-------- The input --------
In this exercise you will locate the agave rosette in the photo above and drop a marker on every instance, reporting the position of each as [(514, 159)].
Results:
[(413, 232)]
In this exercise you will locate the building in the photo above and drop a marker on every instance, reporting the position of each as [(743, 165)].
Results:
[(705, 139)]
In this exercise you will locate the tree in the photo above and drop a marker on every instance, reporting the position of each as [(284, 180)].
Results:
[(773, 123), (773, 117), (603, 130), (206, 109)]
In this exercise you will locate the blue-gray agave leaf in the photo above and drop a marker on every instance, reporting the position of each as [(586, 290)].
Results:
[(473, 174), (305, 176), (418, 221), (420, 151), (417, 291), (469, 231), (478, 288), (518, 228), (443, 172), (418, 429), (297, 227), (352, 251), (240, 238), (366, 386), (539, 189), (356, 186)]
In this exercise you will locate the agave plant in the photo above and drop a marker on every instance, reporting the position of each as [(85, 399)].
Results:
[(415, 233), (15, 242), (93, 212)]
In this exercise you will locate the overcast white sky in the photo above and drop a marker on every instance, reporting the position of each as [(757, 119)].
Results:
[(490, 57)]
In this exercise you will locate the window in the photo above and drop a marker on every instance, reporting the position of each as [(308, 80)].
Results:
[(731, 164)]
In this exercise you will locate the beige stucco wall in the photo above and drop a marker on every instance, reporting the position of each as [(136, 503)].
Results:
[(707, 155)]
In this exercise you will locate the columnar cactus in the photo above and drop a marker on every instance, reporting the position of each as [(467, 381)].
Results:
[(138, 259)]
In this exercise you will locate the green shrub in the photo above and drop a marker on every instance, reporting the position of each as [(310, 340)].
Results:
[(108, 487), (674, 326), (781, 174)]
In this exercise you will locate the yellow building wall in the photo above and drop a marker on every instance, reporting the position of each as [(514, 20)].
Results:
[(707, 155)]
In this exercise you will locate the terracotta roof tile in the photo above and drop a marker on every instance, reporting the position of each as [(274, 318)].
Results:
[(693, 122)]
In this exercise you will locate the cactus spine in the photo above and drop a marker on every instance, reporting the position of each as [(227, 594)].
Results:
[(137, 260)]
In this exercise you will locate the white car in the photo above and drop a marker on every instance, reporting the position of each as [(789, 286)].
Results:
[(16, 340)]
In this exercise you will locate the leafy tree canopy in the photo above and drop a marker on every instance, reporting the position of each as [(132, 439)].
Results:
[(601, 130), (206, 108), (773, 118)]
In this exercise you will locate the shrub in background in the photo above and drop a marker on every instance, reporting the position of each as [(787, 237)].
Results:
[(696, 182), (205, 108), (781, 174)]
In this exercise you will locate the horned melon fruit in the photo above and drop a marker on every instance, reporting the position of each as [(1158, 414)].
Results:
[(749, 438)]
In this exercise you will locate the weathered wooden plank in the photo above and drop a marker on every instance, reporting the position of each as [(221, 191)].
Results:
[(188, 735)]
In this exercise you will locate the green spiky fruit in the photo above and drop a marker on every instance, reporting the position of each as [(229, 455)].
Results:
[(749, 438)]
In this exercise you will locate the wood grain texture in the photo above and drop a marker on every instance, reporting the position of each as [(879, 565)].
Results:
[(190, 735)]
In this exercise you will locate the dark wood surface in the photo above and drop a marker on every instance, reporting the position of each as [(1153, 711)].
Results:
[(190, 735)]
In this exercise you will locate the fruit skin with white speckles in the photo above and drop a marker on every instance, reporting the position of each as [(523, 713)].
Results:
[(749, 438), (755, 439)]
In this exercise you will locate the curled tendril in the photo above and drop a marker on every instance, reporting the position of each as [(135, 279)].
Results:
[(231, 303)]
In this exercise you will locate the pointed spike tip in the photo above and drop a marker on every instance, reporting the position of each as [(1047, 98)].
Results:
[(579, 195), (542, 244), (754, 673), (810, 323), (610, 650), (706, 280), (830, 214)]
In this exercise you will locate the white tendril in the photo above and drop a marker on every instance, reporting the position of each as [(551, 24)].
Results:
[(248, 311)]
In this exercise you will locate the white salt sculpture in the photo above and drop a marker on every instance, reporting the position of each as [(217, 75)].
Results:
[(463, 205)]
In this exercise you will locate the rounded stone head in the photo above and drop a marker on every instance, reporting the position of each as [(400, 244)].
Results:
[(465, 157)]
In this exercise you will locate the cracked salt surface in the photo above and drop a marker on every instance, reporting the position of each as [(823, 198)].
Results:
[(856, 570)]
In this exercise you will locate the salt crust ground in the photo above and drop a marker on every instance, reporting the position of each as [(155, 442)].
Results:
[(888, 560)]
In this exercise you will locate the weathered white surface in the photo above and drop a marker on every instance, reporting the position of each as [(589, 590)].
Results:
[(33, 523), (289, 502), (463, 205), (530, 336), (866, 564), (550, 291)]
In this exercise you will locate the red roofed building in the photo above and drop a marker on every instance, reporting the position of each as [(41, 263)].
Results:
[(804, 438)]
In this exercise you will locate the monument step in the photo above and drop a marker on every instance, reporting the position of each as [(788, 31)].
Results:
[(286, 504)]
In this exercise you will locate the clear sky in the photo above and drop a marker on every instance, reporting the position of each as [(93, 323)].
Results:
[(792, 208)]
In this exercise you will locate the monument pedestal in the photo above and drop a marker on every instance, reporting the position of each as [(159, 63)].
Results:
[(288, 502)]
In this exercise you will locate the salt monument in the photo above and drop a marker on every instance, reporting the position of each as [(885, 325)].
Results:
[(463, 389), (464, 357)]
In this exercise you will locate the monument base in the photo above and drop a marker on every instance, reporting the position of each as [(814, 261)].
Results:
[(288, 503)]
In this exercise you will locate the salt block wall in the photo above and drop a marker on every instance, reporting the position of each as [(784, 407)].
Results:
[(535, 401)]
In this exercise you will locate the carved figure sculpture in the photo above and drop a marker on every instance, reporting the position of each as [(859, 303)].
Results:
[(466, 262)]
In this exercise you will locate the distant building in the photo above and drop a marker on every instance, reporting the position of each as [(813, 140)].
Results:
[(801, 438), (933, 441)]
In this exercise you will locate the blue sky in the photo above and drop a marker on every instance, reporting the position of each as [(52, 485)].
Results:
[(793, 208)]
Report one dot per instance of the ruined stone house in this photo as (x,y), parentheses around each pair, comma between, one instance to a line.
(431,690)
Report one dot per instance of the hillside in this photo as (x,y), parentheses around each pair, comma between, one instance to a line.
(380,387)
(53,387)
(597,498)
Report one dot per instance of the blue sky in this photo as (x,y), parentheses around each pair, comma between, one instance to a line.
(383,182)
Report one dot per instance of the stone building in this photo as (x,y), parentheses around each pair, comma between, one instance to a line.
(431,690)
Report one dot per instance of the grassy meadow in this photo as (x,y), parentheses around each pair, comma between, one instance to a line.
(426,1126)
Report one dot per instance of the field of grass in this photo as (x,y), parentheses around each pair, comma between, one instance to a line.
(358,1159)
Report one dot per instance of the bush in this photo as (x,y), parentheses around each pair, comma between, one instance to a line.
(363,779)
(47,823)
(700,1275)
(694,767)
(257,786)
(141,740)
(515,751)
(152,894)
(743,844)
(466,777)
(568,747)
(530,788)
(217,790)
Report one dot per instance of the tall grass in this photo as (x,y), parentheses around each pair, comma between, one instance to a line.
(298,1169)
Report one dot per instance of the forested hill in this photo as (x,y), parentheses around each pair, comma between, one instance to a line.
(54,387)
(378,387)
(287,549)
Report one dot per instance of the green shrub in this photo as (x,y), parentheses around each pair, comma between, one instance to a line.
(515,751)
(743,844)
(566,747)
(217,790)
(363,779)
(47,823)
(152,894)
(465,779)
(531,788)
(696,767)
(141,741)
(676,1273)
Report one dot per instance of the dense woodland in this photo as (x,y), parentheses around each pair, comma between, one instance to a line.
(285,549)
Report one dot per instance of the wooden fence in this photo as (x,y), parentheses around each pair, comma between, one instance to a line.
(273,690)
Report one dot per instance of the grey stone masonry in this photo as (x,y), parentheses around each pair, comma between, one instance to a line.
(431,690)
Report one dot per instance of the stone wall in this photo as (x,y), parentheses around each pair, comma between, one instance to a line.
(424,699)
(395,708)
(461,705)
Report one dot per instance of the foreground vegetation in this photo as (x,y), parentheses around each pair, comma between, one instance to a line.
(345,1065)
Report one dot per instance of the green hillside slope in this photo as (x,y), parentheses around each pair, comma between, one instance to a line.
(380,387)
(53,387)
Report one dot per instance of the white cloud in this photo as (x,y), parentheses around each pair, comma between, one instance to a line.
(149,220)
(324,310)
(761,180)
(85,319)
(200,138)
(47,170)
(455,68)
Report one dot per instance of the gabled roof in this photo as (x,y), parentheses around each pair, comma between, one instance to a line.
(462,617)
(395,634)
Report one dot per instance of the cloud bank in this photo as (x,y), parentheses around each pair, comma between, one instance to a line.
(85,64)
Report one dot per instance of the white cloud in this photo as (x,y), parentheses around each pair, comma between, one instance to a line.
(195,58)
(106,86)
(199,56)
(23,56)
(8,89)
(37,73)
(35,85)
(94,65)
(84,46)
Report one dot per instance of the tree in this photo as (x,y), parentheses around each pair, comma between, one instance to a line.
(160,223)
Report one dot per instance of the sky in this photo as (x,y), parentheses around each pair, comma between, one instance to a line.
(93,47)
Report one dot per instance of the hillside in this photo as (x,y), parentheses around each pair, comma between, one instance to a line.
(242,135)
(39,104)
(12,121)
--------
#### [Task to carry out]
What lines in the data above carry "tendril"? Return them all.

#### [Worked solution]
In this exercise you will locate the curled tendril in the photo above and drop a marker on every instance, reporting the position of each as [(135, 279)].
In this exercise you will locate the white tendril in the photo above and drop a marker on every instance, reporting the position of each as [(551, 24)].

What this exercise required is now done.